### FRAGMENTO DEL TEXTO
—————
Adiós a Armando Morales
1/2/2019
El maestro titiritero Armando de Génova Morales Riverón, nacido en La Habana, el día 14 de septiembre de 1940, acaba de fallecer. Director general del Teatro Nacional de Guiñol hasta su muerte, es, no digo quizá es, ni fue, una de las personalidades más singulares del mundo titeril cubano. Las andanzas creativas y pedagógicas de Morales se mueven en un camino donde la tradición y la experimentación se miran en espejos poco ortodoxos, con la impronta de quien sabe perfectamente cómo se hacen las cosas, pero no tiene deseos de seguir las reglas de oro al pie de la letra y fabula realizaciones en el borde peligroso de ese abismo que se ubica entre la escena y el público.
Con sus montajes, provocó lo mismo conmociones que asombro. Un hechizo extraño y atrayente cuya marca fue la de no dejar a nadie inconmovible. Su manera propia de enunciar, de concebir el ritmo de la puesta en escena, de sugerir un mundo pictórico que se mueve entre el expresionismo y la artesanía popular, denotaba que habíamos sido convocados a la ceremonia comprometida de un teatro vivo, hecho con figuras y objetos animados dramáticamente, siempre en interacción con el alma del actor.
—————
### MATERIAL PROPORCIONADO
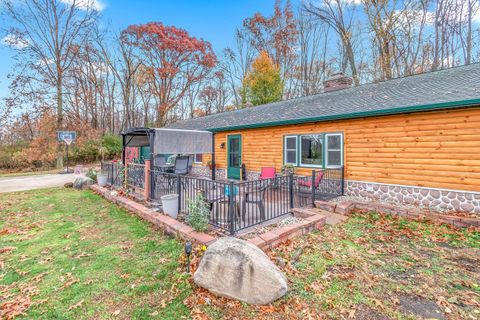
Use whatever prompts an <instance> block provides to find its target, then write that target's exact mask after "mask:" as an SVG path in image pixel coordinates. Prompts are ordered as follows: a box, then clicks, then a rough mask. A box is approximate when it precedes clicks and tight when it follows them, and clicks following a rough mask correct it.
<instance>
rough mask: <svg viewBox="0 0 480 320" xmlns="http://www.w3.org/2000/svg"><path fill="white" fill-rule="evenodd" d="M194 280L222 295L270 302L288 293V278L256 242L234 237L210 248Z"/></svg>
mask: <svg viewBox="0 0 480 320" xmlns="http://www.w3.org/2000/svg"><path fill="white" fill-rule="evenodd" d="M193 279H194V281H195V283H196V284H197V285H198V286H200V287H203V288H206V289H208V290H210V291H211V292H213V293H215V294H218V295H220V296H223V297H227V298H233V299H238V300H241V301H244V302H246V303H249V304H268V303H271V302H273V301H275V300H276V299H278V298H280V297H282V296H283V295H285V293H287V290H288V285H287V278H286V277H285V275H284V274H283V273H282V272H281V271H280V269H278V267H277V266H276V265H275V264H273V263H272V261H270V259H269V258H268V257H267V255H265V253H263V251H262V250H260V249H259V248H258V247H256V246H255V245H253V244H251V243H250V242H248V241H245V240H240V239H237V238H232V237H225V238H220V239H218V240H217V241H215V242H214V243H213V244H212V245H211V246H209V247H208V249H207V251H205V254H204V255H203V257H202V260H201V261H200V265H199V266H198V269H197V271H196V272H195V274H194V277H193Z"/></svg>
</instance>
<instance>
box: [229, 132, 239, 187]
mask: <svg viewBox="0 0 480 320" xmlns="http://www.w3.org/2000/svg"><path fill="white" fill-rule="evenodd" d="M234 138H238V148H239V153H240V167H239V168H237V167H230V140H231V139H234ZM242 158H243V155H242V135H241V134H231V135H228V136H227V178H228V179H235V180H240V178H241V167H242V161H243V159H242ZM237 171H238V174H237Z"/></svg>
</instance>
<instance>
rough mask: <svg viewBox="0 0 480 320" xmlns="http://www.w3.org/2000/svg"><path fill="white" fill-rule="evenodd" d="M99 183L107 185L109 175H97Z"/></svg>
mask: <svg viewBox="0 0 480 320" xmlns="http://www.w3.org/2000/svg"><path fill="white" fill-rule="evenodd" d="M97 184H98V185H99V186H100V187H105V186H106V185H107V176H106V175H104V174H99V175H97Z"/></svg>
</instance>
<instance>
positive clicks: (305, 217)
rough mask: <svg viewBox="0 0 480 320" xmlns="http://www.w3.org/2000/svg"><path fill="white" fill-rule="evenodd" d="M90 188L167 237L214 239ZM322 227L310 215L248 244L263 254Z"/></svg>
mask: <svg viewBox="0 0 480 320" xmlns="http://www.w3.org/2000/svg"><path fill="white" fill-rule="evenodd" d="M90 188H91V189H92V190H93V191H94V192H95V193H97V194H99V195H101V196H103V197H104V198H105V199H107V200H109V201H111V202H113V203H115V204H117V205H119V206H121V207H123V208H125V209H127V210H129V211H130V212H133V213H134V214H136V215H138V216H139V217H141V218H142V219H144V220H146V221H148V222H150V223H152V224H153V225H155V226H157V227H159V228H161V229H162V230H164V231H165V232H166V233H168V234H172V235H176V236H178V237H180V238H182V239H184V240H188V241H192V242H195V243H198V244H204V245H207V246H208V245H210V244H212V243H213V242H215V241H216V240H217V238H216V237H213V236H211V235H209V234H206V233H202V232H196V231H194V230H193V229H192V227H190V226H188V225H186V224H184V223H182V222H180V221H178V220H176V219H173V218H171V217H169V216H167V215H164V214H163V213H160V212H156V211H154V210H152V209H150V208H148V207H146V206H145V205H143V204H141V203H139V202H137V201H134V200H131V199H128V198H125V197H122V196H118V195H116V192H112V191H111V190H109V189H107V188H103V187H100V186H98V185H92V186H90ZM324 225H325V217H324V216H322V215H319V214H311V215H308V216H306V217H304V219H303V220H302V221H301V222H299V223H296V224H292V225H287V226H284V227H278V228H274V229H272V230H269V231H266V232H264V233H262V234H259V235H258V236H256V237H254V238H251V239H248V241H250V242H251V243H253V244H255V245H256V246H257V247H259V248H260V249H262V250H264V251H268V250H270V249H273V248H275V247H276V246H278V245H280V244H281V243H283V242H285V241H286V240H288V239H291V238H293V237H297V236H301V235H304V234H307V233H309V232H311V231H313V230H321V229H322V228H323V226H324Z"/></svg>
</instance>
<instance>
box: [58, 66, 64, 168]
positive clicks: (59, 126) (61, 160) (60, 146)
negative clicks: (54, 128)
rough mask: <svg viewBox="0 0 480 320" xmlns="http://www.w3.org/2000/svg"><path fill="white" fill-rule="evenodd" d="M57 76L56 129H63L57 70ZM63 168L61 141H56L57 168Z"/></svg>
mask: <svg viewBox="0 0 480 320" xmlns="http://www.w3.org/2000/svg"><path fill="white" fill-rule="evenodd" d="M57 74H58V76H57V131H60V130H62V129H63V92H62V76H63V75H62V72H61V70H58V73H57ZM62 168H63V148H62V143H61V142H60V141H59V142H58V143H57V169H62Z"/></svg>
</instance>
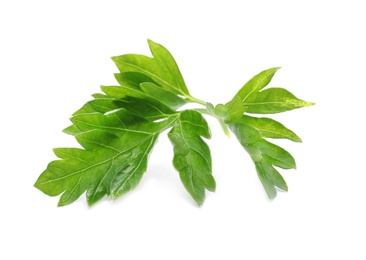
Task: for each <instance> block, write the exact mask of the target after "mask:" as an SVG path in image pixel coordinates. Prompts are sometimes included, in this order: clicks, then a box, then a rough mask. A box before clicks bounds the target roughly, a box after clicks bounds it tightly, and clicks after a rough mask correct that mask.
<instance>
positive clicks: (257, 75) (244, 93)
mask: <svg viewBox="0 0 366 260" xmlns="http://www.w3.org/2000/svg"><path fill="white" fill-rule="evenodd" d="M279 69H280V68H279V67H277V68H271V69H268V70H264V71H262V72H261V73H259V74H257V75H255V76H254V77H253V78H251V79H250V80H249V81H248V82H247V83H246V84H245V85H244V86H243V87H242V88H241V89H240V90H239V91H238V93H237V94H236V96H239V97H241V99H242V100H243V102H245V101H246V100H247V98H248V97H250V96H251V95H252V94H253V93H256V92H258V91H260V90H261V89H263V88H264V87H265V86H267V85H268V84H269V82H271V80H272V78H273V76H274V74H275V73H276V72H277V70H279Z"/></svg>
—————
### ENUNCIADO
Determine si cada afirmación concuerda con el texto sobre Armando Morales. Responda sí o no y cite textualmente las palabras que lo deciden: (a) Morales nació en La Habana en 1940; (b) Morales dejó la dirección del Teatro Nacional de Guiñol años antes de morir; (c) sus montajes dejaban indiferente a una parte del público.

### SOLUCIÓN
(a) Sí: «nacido en La Habana, el día 14 de septiembre de 1940».
(b) No: «Director general del Teatro Nacional de Guiñol hasta su muerte».
(c) No: «cuya marca fue la de no dejar a nadie inconmovible».